▶ [AIM OF THE EXERCISE]:
Rewrite the data from the line containing "Where can you spot the green" through the end of the data, swapping "marker" for "pin" and keeping everything else the same.

▶ [Object pointing dataset rows]:
<<<<

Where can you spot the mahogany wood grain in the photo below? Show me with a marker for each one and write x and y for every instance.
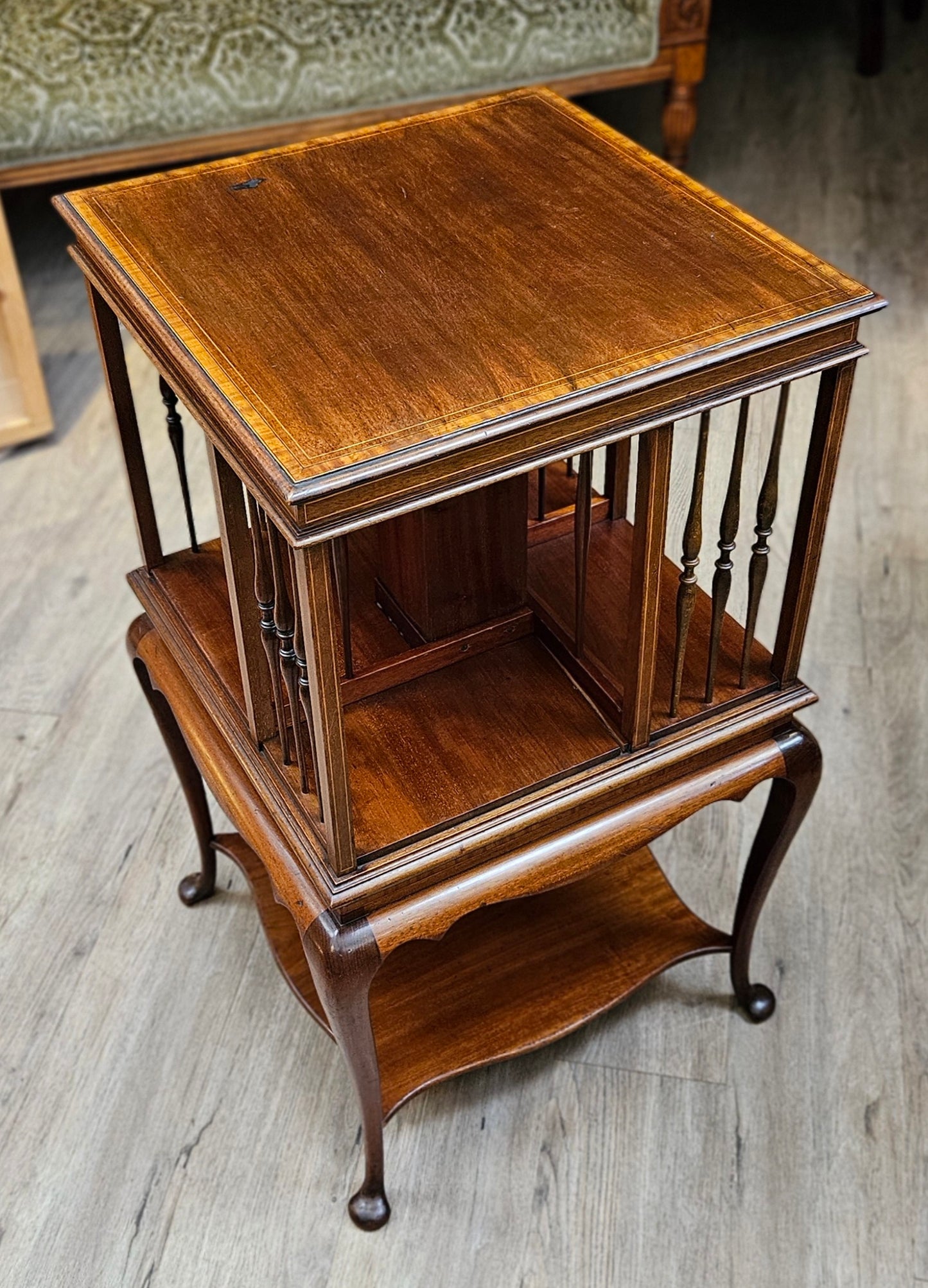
(518, 975)
(240, 576)
(423, 316)
(828, 431)
(618, 472)
(493, 987)
(150, 156)
(177, 441)
(645, 585)
(110, 340)
(728, 526)
(319, 616)
(582, 531)
(285, 626)
(265, 600)
(457, 564)
(692, 543)
(435, 656)
(414, 267)
(764, 531)
(340, 566)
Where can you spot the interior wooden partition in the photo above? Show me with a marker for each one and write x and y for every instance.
(295, 605)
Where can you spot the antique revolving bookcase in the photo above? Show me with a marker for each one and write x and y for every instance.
(449, 668)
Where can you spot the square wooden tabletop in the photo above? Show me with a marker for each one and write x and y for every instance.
(387, 289)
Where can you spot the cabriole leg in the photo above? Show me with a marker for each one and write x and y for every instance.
(789, 799)
(199, 885)
(343, 961)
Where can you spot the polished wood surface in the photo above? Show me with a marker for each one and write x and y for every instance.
(156, 1057)
(416, 267)
(494, 806)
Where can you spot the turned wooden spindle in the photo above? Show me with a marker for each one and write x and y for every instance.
(302, 692)
(284, 627)
(175, 436)
(265, 595)
(731, 514)
(692, 544)
(339, 549)
(582, 535)
(764, 530)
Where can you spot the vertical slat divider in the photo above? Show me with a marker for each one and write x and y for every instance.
(316, 594)
(764, 531)
(303, 682)
(618, 469)
(339, 549)
(582, 535)
(240, 575)
(263, 590)
(821, 464)
(541, 494)
(728, 526)
(652, 490)
(285, 627)
(692, 544)
(175, 436)
(124, 408)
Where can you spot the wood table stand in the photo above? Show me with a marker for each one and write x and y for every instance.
(440, 669)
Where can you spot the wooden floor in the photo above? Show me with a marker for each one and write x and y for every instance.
(169, 1117)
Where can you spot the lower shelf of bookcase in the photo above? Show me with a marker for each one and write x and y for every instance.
(507, 978)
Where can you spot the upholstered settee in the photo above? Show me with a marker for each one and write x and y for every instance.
(96, 85)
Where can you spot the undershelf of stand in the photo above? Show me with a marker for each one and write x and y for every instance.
(521, 718)
(508, 978)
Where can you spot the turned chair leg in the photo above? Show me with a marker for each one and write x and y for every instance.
(678, 121)
(870, 37)
(343, 961)
(787, 806)
(199, 885)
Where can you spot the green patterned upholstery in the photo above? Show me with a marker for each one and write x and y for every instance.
(80, 76)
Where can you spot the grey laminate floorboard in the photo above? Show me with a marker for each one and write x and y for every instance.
(170, 1118)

>>>>

▶ [ANSWER]:
Where can you spot the green patterned upholstery in the photo above? Show me with a pin for each one and write x and y for every instance.
(80, 76)
Where can you spot the grey laminate floorboard in the photo above? Show me with a pin for each one and write x and y for every instance.
(170, 1118)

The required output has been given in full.